------ Text segment

Feature

Project Taylor

He's got the genes and the killer instinct, and at age 18 cyclist Taylor Phinney is a good bet to medal in Beijing. But more important than any Olympic hardware for the prodigy is that, after radical brain surgery, his dad—the legendary Davis Phinney—is back in the saddle.

By
July 2008

The director of Taylor Phinney's Garmin-Chipotle cycling team, Jonathan Vaughters, shares his favorite Denver bike rides.

Every second counts—he knows that all too well.

Straddling his bike in the driveway of his Boulder home, Davis Phinney waits for his son, Taylor, to finish getting ready. Already dressed in his Pearl Izumi cycling shorts, his jaw firm and his biceps bulging in his Maratona delle Dolomiti race jersey, he still looks like the guy in the old poster curling on the far wall of the garage, winning Colorado's famed Morgul-Bismarck road race in 1979—one of the first of more than 300 bike races he'd go on to win in his extraordinary career. The crazy thing is that the guy in front of me looks like he's maybe in his late 30s—which means he would have been in grade school in 1979. But athletes are like that, some of them. They stay young well after their prime. Normally.

The garage is packed nearly to the rafters with skis and bikes and kayaks and camping gear and other outdoor equipment, leaving no room for the family car; an Audi wagon sulks at the curb, covered in salt and grime. "I was like Adventure Dad," Davis says, "getting the kids out on everything, doing everything. But we don't use most of this stuff anymore."

The door to the house opens and 18-year-old Taylor Phinney appears, all six feet and four inches of him, clack-clacking down the steps in his cycling shoes before grabbing his own bike. They look almost nothing alike: Davis is lean and muscular, while Taylor is long and jangly-limbed, with the milky-pale skin and light hair of his mom, Connie Carpenter-Phinney, who, like her husband, is also a champion cyclist. "I've been waiting for you," Mini-Phinney, as Taylor is known, tells Davis, who'd spent the morning at church.

But now Adventure Dad is pushing the envelope: It's been a few hours since he has taken his pills, and soon, he knows, they'll begin to wear off. He'll feel the tingle in his left leg, and the tightness throughout his body; before long the tremor will start up again, and it will require a monumental effort to make his way through a complete sentence or finish a meal without flicking food onto the table.

"It feels like fingernails on a chalkboard," Davis tells me later. Even his balance is shaky. A couple of months ago, he fell on his town bike, breaking his wrist but refusing to learn the lesson that his Parkinson's disease has been trying to teach him: He's supposed to be getting old before his time.

They've got to hurry off if they want to get in a full ride, so they click into their pedals and roll down the driveway. I watch them disappear around the corner and accelerate up the road, one of the great American cyclists of the late 20th century leading his son, who is already well on his way to becoming one of the legends of the 21st.

------------
------ Supplied material

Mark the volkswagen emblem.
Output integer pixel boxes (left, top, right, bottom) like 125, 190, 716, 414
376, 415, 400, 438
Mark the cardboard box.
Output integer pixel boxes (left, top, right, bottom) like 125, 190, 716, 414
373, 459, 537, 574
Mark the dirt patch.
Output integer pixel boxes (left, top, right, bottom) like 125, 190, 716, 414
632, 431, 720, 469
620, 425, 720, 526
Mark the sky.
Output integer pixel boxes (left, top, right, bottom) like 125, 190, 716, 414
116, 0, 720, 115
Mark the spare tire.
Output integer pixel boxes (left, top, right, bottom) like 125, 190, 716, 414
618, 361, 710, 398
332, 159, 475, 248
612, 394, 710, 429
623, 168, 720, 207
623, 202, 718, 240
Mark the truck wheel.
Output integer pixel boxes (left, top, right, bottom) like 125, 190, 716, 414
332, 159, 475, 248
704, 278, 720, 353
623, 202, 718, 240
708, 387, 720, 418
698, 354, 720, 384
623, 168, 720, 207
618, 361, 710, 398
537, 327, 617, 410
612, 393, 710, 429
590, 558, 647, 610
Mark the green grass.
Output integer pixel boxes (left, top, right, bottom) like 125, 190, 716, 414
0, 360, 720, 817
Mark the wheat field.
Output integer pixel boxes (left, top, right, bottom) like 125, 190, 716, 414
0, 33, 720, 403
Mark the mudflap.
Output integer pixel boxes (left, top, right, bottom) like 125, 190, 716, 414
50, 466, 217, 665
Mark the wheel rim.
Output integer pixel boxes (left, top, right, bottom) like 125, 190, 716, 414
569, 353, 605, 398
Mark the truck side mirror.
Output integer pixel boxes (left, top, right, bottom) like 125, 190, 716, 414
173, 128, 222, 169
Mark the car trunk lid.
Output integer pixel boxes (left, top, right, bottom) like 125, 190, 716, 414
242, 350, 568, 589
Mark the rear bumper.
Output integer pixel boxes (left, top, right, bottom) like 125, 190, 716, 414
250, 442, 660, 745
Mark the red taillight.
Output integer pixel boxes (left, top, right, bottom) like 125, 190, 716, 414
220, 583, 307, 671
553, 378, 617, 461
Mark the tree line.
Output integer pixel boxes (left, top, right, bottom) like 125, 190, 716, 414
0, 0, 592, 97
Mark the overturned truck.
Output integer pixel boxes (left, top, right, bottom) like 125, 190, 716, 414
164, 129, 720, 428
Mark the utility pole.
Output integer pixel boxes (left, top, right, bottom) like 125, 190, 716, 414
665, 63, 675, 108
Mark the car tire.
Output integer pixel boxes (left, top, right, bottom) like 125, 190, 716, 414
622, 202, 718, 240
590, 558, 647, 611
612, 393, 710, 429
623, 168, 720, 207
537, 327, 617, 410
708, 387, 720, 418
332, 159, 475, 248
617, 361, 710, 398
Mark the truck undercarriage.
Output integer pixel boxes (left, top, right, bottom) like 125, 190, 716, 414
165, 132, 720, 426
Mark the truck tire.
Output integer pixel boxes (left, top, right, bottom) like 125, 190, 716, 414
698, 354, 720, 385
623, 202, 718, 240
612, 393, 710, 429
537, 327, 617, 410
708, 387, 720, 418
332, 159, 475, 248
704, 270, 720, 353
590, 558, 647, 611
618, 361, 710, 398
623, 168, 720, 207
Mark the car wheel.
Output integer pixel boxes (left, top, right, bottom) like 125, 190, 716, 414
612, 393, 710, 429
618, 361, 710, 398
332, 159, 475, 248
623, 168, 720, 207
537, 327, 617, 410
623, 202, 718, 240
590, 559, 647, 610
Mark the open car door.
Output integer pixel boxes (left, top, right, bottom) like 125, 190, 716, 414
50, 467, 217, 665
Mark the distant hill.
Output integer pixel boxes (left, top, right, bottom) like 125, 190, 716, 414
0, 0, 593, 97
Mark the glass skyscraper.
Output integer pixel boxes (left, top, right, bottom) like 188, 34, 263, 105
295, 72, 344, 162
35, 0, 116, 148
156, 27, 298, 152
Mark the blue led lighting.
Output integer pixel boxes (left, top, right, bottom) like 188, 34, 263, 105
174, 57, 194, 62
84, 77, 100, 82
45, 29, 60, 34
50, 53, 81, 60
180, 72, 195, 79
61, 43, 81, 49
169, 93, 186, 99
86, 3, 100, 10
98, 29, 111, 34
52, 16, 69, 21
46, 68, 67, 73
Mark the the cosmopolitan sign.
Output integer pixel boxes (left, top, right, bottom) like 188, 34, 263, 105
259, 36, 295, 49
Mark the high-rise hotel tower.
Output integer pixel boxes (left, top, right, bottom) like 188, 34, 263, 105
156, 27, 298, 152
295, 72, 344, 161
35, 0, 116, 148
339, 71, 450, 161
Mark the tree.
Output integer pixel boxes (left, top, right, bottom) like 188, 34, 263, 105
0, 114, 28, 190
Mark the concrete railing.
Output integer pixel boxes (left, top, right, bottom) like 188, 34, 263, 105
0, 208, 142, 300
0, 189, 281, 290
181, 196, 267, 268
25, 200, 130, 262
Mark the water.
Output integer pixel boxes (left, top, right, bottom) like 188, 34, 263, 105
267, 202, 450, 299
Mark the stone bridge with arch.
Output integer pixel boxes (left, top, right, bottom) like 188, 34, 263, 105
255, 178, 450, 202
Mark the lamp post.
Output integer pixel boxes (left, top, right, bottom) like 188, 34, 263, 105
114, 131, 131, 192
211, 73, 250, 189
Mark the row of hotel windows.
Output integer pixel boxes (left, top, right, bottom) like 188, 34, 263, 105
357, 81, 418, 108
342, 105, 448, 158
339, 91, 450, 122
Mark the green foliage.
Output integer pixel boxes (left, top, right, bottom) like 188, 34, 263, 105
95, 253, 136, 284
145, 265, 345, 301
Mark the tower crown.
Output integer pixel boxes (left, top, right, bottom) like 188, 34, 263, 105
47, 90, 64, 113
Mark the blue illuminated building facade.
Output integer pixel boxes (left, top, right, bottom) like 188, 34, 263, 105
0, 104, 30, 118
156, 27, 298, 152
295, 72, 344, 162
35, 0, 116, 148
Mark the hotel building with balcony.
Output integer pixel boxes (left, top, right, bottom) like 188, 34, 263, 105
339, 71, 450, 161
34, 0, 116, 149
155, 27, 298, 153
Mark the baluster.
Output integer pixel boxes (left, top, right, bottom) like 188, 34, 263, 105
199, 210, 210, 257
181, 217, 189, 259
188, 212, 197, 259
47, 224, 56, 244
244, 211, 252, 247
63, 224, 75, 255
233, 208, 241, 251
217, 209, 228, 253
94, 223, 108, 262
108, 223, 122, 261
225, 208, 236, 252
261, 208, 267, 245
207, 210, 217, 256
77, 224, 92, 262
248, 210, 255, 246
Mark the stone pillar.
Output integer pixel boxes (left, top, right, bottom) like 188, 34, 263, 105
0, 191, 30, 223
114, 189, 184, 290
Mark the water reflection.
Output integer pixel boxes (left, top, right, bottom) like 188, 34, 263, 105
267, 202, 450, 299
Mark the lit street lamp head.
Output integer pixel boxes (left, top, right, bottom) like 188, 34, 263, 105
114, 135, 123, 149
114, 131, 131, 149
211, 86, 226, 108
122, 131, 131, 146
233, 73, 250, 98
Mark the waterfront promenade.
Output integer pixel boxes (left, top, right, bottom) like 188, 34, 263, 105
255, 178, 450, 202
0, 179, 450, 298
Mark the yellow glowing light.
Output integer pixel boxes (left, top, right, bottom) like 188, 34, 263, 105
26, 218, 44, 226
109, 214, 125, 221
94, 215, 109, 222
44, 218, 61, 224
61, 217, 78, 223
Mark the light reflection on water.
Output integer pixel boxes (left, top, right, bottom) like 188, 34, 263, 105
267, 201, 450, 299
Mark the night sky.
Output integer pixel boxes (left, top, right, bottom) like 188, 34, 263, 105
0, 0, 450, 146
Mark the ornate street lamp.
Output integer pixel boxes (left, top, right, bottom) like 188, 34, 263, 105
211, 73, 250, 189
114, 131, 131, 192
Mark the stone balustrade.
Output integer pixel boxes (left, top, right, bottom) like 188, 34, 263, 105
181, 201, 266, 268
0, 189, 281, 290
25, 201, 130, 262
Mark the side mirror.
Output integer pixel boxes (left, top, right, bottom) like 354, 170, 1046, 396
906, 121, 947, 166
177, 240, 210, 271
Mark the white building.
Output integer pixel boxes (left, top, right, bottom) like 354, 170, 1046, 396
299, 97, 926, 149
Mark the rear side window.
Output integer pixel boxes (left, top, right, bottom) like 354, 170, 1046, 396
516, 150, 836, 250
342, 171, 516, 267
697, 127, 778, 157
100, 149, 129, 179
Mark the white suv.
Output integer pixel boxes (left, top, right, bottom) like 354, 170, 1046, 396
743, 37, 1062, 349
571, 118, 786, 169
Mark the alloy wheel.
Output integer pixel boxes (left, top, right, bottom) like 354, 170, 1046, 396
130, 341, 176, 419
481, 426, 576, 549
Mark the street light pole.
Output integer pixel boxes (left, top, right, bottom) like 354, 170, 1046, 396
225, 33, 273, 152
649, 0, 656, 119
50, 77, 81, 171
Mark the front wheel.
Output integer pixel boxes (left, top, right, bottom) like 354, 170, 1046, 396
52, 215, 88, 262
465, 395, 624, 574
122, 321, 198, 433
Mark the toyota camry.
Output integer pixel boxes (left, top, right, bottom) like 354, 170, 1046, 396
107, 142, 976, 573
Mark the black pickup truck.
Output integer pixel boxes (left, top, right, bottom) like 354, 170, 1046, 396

------------

__The task__:
Duplicate the passage from the feature on Taylor Phinney, starting at "Straddling his bike" and ending at "their prime. Normally.".

__Response to this task__:
Straddling his bike in the driveway of his Boulder home, Davis Phinney waits for his son, Taylor, to finish getting ready. Already dressed in his Pearl Izumi cycling shorts, his jaw firm and his biceps bulging in his Maratona delle Dolomiti race jersey, he still looks like the guy in the old poster curling on the far wall of the garage, winning Colorado's famed Morgul-Bismarck road race in 1979—one of the first of more than 300 bike races he'd go on to win in his extraordinary career. The crazy thing is that the guy in front of me looks like he's maybe in his late 30s—which means he would have been in grade school in 1979. But athletes are like that, some of them. They stay young well after their prime. Normally.